» **What is being asked**:
All entries must be given again in full, exactly as they were supplied.

┄┄┄┄┄┄

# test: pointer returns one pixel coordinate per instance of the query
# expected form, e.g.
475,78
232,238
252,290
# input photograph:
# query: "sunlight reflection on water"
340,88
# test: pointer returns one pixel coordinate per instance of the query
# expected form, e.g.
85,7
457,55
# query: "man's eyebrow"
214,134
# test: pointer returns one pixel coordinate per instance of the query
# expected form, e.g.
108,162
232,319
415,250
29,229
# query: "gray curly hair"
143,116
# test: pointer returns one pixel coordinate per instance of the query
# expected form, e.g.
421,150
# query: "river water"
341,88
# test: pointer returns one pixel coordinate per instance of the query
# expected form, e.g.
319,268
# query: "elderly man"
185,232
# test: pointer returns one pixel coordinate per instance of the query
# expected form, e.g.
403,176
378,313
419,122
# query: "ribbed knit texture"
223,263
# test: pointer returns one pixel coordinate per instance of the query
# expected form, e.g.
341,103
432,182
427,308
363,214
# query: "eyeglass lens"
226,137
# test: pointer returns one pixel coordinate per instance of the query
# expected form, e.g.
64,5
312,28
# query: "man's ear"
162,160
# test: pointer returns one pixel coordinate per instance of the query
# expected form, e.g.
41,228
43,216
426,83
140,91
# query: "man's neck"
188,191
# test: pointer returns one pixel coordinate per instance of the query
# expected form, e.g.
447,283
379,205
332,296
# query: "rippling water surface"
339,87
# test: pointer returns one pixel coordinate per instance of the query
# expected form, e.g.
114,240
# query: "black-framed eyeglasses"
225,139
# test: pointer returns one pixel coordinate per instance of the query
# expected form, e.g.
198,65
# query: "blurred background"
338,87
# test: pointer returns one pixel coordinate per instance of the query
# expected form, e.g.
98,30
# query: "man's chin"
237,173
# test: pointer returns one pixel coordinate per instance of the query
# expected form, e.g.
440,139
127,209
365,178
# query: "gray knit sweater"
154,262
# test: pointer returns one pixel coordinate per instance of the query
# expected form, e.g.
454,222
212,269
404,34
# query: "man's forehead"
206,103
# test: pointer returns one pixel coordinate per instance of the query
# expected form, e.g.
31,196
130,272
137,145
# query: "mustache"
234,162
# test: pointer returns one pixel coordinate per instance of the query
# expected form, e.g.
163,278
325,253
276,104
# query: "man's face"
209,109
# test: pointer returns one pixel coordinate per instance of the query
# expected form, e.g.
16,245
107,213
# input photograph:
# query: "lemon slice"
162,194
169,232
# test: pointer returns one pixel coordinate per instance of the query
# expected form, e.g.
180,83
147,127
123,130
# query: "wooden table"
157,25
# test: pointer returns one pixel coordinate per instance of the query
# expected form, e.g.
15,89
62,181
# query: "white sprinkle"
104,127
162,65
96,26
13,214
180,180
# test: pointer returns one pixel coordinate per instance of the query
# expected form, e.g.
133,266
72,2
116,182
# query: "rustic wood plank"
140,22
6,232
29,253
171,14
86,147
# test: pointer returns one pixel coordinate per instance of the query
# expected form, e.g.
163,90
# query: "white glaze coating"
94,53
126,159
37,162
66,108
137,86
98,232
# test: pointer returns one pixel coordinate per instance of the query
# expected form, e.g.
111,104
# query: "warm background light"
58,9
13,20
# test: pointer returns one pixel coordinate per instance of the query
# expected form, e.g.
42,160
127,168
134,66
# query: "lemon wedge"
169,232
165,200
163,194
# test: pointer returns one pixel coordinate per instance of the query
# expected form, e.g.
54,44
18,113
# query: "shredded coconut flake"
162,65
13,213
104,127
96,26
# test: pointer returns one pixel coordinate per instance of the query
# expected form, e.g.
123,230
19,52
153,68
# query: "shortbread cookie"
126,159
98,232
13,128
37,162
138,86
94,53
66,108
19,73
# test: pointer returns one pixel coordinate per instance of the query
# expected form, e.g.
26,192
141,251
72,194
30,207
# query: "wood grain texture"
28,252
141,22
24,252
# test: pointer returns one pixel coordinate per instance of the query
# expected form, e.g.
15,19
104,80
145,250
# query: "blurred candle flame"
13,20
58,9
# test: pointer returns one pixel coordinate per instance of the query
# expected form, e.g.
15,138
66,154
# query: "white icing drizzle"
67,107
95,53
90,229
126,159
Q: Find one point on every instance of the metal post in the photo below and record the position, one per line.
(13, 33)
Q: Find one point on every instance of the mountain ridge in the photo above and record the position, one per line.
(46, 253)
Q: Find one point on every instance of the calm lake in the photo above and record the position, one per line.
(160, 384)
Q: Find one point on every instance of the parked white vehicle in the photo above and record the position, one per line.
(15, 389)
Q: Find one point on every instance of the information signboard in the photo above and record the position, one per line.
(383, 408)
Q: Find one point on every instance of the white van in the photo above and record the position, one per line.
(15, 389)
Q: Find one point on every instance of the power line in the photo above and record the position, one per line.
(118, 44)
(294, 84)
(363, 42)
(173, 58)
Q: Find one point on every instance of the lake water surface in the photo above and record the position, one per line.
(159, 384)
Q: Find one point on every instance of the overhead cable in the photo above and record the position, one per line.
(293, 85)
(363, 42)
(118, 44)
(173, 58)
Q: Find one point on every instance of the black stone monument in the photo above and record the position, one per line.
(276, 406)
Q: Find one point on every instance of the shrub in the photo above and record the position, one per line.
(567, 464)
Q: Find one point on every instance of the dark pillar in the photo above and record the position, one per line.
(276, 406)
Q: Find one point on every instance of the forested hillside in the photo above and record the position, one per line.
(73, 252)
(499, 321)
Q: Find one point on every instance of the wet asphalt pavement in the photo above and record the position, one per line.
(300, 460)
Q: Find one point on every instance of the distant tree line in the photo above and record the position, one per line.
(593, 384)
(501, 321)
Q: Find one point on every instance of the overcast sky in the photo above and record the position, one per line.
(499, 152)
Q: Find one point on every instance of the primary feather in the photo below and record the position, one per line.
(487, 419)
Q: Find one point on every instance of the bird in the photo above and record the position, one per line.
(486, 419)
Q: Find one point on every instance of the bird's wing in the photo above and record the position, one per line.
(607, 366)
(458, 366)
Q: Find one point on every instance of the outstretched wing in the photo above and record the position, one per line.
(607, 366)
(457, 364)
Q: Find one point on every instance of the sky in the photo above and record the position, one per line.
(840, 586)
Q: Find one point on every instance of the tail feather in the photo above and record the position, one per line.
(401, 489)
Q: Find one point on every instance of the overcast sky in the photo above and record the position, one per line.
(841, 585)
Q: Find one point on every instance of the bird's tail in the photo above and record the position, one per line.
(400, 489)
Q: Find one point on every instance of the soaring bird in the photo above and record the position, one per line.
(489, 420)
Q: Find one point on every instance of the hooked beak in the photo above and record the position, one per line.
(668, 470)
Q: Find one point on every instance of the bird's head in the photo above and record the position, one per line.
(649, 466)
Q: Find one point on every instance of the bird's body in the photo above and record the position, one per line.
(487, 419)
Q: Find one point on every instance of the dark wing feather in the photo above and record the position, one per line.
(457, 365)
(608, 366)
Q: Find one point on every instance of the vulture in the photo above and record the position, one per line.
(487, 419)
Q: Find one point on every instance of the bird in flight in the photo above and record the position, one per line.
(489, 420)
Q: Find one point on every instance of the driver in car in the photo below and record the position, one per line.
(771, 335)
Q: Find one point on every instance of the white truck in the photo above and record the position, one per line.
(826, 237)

┄┄┄┄┄┄

» **Answer to this exercise**:
# test: pointer returns one pixel coordinate per instance of the query
# expected form, e.g.
475,78
232,238
252,290
# input photograph:
# query: "sunlight reflection on water"
340,88
# test: pointer returns one pixel coordinate per instance of the query
# expected form, e.g.
85,7
457,55
# query: "man's eyebrow"
214,134
# test: pointer returns one pixel coordinate per instance of the query
# expected form, e.g.
108,162
232,319
415,250
29,229
# query: "gray curly hair"
143,116
# test: pointer returns one pixel coordinate per instance of the query
# expected form, e.g.
421,150
# query: "river water"
341,88
# test: pointer returns one pixel coordinate per instance of the query
# expected form, e.g.
319,268
# query: "elderly man"
185,232
# test: pointer returns one pixel coordinate per instance of the query
# expected form, e.g.
403,176
378,313
419,122
# query: "ribbed knit texture"
223,263
# test: pointer returns one pixel coordinate per instance of the query
# expected form, e.g.
341,103
432,182
427,308
363,214
# query: "eyeglass lens"
226,137
# test: pointer returns one pixel coordinate per instance of the query
# expected form, e.g.
64,5
312,28
# query: "man's ear"
162,160
# test: pointer returns one pixel coordinate per instance of the query
# expected form, e.g.
41,228
43,216
426,83
140,91
# query: "man's neck"
188,191
# test: pointer returns one pixel coordinate per instance of the query
# expected form, e.g.
447,283
379,205
332,296
# query: "rippling water surface"
339,87
# test: pointer returns one pixel coordinate per instance of the query
# expected form, e.g.
114,240
# query: "black-framed eyeglasses"
225,139
# test: pointer returns one pixel coordinate per instance of the query
# expected form, e.g.
198,65
# query: "blurred background"
338,87
# test: pointer returns one pixel coordinate per instance of the query
# expected form, e.g.
98,30
# query: "man's chin"
237,173
# test: pointer returns one pixel coordinate per instance of the query
# expected form, e.g.
440,139
127,209
365,178
# query: "gray knit sweater"
154,262
# test: pointer returns one pixel coordinate per instance of the query
# expected form, e.g.
454,222
212,269
404,34
# query: "man's forehead"
206,103
# test: pointer returns one pixel coordinate per instance of the query
# expected form, e.g.
31,196
130,272
137,145
# query: "mustache"
234,162
# test: pointer returns one pixel coordinate per instance of the query
# expected form, e.g.
163,278
325,253
276,104
# query: "man's face"
209,109
# test: pointer returns one pixel coordinate per instance of the query
# expected form, e.g.
16,245
107,213
# input photograph:
# query: "lemon slice"
162,194
169,232
# test: pointer returns one pixel coordinate per instance of the query
# expected form, e.g.
180,83
147,127
123,130
# query: "wooden table"
157,25
# test: pointer returns one pixel coordinate per instance of the query
# expected form, e.g.
15,89
62,181
# query: "white sprinkle"
104,127
162,65
96,26
13,214
180,180
# test: pointer returns one pixel coordinate per instance of the query
# expected form, e.g.
133,266
72,2
116,182
# query: "rustic wood plank"
140,22
6,232
29,253
171,14
86,147
# test: pointer returns one pixel coordinate per instance of the query
# expected form, e.g.
163,90
# query: "white glaze coating"
94,53
126,159
37,162
66,108
137,86
98,232
# test: pointer returns one pixel coordinate per instance of the query
# expected form, e.g.
111,104
# query: "warm background light"
58,9
13,20
# test: pointer returns one pixel coordinate per instance of the query
# expected form, e.g.
42,160
127,168
134,66
# query: "lemon wedge"
169,232
165,200
163,194
# test: pointer returns one pixel coordinate per instance of the query
# expected form, e.g.
54,44
18,113
# query: "shredded coconut flake"
162,65
13,213
104,127
96,26
# test: pointer returns one pixel coordinate per instance of the query
# expected form, e.g.
123,230
19,52
153,68
# query: "shortbread cookie"
126,159
98,232
13,128
37,162
138,86
94,53
66,108
19,73
# test: pointer returns one pixel coordinate per instance of the query
# expected form, e.g.
26,192
141,251
72,194
30,207
# query: "wood grain texture"
28,252
141,22
24,252
# test: pointer returns one pixel coordinate per instance of the query
# expected form, e.g.
15,19
104,80
145,250
# query: "blurred candle flame"
13,20
58,9
# test: pointer returns one pixel coordinate per instance of the query
# expected form, e.g.
15,138
66,154
# query: "white icing drizzle"
67,107
95,53
90,229
126,159
Q: Find one point on every instance of the metal post in the photo below and record the position, one per line.
(13, 33)
Q: Find one point on every instance of the mountain ridge in the photo above and record the position, one per line.
(46, 253)
Q: Find one point on every instance of the calm lake in the photo above and record the position, one per line.
(160, 384)
Q: Find one point on every instance of the parked white vehicle in the photo above and record the position, one per line.
(15, 389)
Q: Find one point on every instance of the information signboard in the photo above and record the position, one per line.
(383, 408)
Q: Find one point on every instance of the white van in the photo above and record the position, one per line.
(15, 389)
Q: Find one point on every instance of the power line in the photo above and record the position, one per line.
(118, 44)
(294, 84)
(363, 42)
(173, 58)
Q: Find one point on every instance of the lake water surface in the photo above and record the position, one per line.
(159, 384)
Q: Find one point on every instance of the overhead cable in the photo above and record the position, one per line.
(293, 85)
(363, 42)
(118, 44)
(173, 58)
Q: Find one point on every instance of the black stone monument in the photo above and record the position, one per line.
(276, 406)
Q: Find one point on every instance of the shrub in the photo above and record the position, one per line.
(567, 464)
Q: Find one point on every instance of the dark pillar in the photo above and record the position, one per line.
(276, 406)
Q: Find one point on every instance of the forested hillside in the photo above and record the position, one per line.
(73, 252)
(499, 321)
Q: Find one point on every instance of the wet asphalt pavement in the photo above and record the position, one per line.
(300, 460)
Q: Find one point on every instance of the distant tree line in the photo above and record the position, one per line.
(593, 384)
(501, 321)
Q: Find one point on every instance of the overcast sky in the photo above and record the position, one per line.
(499, 152)
Q: Find one point on every instance of the primary feather in the photo below and record the position, one per line.
(487, 419)
Q: Find one point on every instance of the bird in the photo above and record the position, one per line.
(486, 419)
Q: Find one point on every instance of the bird's wing in the photo above and record the position, one per line.
(607, 366)
(458, 366)
Q: Find one point on every instance of the outstretched wing in the photo above and record the position, one per line.
(607, 366)
(457, 364)
Q: Find one point on every instance of the sky in the photo above and record the position, one per line.
(840, 586)
Q: Find one point on every instance of the tail feather in the photo above and record the position, one per line.
(401, 489)
Q: Find one point on every instance of the overcast sky in the photo above and record the position, one per line.
(841, 585)
Q: Find one point on every instance of the bird's tail in the photo above and record the position, one per line.
(400, 489)
Q: Find one point on every instance of the soaring bird in the photo above and record the position, one per line.
(489, 420)
Q: Find one point on every instance of the hooked beak in the photo above and record the position, one per line.
(668, 470)
Q: Find one point on every instance of the bird's head in the photo above and record the position, one per line.
(649, 466)
Q: Find one point on every instance of the bird's body in the photo above and record the position, one per line.
(487, 419)
Q: Find one point on every instance of the dark wing feather in the photo above and record the position, one per line.
(457, 365)
(608, 366)
Q: Find one point on every instance of the vulture in the photo above and record the position, one per line.
(487, 419)
Q: Find one point on every instance of the bird in flight in the photo above and record the position, one per line.
(489, 420)
Q: Find one point on every instance of the driver in car in the photo below and record the position, one per line.
(771, 335)
Q: Find one point on every instance of the white truck in the photo above and record the position, one per line.
(826, 237)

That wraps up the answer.